══ RECORD EXCERPTS

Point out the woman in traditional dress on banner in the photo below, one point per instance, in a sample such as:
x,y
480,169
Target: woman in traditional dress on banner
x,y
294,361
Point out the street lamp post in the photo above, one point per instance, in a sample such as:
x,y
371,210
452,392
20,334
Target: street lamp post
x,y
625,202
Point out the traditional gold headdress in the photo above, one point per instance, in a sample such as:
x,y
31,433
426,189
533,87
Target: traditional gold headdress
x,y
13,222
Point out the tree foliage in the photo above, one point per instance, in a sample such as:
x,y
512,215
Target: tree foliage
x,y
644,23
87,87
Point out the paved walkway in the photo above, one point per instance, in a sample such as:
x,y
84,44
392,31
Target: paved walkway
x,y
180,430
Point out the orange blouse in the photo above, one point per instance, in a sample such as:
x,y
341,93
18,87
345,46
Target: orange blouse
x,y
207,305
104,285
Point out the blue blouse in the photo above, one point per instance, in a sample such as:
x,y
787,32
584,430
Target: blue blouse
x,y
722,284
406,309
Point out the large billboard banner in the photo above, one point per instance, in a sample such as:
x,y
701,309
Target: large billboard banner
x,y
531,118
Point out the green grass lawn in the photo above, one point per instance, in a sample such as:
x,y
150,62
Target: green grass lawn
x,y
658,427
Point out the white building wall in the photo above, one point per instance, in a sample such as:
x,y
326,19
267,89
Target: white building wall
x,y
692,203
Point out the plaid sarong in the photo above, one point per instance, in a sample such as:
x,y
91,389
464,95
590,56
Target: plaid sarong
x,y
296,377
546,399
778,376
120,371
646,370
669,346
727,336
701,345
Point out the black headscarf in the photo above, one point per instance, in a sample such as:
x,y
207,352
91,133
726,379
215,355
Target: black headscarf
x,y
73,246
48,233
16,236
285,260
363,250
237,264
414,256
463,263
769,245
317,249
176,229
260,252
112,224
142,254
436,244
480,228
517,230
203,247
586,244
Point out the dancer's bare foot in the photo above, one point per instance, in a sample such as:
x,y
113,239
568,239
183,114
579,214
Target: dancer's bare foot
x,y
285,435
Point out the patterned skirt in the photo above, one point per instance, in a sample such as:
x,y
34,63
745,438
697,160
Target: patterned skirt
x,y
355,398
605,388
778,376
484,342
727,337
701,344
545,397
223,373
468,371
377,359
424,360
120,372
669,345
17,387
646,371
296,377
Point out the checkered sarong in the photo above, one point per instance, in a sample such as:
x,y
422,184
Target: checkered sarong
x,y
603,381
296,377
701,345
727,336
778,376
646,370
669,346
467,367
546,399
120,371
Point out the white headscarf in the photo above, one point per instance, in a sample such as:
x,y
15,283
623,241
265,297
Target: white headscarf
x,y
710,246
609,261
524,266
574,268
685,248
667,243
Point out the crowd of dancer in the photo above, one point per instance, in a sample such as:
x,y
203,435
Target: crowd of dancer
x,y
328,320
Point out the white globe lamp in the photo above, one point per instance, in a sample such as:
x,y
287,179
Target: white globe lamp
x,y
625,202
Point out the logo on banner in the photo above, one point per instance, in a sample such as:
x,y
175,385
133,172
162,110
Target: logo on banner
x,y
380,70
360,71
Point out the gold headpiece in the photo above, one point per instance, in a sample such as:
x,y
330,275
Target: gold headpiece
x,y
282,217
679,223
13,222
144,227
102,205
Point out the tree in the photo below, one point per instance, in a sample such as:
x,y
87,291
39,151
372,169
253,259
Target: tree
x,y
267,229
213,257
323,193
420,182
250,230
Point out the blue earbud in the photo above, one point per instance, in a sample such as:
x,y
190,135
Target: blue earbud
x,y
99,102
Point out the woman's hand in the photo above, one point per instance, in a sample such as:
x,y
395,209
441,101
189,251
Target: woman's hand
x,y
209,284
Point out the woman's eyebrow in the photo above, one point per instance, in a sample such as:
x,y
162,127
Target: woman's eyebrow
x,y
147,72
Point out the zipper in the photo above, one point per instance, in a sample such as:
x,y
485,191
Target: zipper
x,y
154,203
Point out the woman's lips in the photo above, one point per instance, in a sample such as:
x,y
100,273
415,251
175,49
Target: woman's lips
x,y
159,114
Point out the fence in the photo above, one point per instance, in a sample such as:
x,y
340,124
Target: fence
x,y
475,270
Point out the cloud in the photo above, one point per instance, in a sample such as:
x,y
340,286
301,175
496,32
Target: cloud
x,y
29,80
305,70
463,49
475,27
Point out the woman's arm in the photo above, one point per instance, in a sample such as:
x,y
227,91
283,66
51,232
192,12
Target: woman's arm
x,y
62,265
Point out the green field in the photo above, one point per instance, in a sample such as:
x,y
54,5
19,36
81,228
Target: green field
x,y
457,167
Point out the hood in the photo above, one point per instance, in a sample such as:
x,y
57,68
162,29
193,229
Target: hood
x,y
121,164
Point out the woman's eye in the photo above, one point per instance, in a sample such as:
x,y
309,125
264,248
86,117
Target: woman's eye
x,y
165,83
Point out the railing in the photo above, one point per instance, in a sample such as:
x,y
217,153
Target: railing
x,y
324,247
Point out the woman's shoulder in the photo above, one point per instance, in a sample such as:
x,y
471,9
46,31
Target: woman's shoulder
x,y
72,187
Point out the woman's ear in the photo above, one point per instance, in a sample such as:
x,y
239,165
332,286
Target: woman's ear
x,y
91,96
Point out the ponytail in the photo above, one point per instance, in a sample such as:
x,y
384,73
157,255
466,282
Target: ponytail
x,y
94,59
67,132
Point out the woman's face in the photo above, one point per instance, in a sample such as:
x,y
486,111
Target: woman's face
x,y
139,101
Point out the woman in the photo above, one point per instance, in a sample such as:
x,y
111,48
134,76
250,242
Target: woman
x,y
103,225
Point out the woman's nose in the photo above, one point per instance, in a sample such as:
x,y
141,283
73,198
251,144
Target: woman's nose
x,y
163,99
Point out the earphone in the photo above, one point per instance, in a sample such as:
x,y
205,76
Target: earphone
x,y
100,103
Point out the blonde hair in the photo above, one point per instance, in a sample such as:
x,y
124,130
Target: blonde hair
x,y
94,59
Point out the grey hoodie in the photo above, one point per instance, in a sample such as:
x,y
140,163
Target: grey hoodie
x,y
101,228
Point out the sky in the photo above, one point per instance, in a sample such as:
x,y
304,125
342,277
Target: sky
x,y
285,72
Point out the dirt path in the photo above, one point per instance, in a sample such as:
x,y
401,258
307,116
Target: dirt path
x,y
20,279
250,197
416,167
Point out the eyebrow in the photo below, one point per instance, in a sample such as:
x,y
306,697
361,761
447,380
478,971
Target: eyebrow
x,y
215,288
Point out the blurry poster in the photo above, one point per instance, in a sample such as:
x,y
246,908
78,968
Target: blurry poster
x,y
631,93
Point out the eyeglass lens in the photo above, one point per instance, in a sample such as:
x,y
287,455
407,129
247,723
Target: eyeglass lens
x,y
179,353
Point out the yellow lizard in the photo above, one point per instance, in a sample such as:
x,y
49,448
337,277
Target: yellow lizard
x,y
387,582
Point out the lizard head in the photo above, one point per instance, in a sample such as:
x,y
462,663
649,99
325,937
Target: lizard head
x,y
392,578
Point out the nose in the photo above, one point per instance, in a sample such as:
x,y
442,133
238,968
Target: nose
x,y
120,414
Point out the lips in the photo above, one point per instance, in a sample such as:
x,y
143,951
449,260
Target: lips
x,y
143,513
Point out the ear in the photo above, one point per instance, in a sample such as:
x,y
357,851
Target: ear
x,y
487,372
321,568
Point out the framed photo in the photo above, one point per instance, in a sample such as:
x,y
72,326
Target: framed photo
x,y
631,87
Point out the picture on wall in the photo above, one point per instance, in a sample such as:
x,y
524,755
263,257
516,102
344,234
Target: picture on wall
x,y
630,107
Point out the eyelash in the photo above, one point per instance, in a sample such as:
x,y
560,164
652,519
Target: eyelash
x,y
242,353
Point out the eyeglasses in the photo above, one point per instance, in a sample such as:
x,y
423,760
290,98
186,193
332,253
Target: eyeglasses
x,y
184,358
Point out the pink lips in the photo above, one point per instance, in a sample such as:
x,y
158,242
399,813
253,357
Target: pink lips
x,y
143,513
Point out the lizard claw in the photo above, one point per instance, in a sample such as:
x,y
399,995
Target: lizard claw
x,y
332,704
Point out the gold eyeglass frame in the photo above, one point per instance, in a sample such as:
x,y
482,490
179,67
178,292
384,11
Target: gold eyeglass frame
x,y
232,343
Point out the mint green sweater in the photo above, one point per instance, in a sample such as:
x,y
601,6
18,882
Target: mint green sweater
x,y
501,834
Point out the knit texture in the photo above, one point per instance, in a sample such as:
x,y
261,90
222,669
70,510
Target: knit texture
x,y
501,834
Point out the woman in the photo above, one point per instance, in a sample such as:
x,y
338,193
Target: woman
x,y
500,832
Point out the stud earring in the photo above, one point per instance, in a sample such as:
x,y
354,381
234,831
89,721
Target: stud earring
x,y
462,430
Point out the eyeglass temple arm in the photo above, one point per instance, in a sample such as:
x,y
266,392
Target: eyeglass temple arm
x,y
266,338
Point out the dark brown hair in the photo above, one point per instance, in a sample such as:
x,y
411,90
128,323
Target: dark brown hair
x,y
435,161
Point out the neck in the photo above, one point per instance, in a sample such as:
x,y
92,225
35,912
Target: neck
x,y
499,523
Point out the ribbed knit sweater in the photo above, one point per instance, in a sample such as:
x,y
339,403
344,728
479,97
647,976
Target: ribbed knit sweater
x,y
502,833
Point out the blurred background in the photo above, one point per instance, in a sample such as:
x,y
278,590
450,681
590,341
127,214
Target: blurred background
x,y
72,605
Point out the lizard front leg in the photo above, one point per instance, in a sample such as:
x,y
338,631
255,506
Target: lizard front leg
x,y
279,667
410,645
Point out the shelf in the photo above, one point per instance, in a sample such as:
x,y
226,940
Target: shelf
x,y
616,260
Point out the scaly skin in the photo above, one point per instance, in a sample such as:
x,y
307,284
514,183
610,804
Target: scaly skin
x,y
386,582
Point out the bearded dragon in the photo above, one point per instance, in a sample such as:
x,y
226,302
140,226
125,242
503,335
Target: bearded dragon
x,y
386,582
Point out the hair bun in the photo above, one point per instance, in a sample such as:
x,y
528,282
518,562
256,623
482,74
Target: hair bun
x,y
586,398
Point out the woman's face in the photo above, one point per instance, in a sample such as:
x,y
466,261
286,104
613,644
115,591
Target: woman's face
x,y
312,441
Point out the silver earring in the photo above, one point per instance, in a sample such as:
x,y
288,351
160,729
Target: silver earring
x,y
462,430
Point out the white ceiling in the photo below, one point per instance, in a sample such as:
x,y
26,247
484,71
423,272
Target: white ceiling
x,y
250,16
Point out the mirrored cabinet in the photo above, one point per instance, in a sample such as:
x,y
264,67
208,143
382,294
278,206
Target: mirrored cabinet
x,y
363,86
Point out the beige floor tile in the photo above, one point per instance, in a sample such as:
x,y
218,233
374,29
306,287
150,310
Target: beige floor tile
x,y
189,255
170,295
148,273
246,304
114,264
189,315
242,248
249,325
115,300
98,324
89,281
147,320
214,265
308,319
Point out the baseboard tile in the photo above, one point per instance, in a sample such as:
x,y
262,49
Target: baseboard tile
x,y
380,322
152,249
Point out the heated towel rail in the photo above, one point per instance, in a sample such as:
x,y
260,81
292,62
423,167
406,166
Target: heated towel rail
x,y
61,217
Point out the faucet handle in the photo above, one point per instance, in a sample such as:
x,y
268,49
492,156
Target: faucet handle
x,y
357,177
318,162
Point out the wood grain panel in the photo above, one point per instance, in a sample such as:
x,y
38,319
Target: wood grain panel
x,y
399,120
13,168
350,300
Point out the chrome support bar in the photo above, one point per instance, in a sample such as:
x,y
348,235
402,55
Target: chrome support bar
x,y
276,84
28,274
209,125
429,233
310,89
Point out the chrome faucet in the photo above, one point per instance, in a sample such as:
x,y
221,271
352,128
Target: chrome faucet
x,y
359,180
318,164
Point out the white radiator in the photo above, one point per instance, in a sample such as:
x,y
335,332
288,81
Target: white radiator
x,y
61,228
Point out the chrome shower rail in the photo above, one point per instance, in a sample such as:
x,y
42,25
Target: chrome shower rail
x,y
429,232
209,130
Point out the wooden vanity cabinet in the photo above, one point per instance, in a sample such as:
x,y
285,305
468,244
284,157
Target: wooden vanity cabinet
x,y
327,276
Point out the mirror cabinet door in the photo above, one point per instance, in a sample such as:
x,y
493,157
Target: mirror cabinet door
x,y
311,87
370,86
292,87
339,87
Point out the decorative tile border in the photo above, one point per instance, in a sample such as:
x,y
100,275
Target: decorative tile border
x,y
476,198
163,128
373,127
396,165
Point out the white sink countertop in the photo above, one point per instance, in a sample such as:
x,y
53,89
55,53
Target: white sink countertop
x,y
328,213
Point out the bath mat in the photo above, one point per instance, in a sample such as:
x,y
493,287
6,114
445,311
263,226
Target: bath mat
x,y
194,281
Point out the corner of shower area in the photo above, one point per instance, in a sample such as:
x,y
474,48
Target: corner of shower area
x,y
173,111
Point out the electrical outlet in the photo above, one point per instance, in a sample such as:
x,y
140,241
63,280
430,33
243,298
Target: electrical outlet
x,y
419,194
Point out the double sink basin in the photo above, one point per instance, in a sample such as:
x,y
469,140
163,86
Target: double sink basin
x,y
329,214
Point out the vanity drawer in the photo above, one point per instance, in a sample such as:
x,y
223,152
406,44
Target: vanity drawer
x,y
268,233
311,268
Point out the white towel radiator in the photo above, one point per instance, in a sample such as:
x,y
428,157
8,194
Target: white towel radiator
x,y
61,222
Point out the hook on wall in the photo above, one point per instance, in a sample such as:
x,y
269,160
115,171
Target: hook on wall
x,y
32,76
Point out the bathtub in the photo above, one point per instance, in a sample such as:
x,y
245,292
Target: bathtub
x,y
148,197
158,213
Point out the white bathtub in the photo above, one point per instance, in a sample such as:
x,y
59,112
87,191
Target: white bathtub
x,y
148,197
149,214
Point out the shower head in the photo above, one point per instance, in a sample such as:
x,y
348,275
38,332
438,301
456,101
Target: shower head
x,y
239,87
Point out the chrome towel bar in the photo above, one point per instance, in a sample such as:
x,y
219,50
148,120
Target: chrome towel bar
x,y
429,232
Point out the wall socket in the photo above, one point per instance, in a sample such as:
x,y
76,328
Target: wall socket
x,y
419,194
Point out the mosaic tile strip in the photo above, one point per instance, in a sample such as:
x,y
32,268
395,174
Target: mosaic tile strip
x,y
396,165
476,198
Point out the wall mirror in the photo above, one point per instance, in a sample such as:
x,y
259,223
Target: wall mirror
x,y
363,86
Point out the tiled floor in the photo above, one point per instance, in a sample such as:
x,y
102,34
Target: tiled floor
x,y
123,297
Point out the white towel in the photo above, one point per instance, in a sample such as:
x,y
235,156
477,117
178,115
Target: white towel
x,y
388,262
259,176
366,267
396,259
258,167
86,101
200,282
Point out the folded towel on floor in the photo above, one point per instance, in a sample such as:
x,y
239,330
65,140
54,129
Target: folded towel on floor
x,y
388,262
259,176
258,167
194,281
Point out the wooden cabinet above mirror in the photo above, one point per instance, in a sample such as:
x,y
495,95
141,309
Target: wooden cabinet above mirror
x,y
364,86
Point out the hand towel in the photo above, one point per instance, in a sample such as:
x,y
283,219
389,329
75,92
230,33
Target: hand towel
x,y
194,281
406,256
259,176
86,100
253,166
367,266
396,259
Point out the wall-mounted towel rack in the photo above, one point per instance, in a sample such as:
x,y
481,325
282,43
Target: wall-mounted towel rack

════

Reproduce the records above word for word, from the line that contains "Point out the wall mirror" through the end of the records, with both ends included.

Point out the wall mirror in the photo above, one point per instance, in a sample such as:
x,y
259,223
Target: wall mirror
x,y
363,86
Point out the tiled floor in the photo above, one point per instance, in a sample such as:
x,y
102,34
Target: tiled floor
x,y
123,297
Point out the white towel in the photo above, one point per instance, in a sample such as:
x,y
235,156
477,117
178,115
Target: white towel
x,y
388,262
259,176
366,267
396,259
258,167
86,101
200,282
Point out the folded towel on floor in the photo above, one point per instance, in a sample such as:
x,y
239,330
65,140
54,129
Target: folded towel on floor
x,y
388,262
259,176
258,167
194,281
Point out the wooden cabinet above mirror in the photo above, one point per instance, in a sample such as:
x,y
495,95
141,309
Target: wooden cabinet above mirror
x,y
364,86
Point out the hand towel in the photo above, one point per instance, in a sample such as:
x,y
283,219
389,329
75,92
230,33
Target: hand towel
x,y
194,281
406,256
259,176
86,100
253,166
367,266
396,259
Point out the wall-mounted towel rack in the photo above, one point per instance, in a sample such as:
x,y
481,325
282,43
Target: wall-mounted towel rack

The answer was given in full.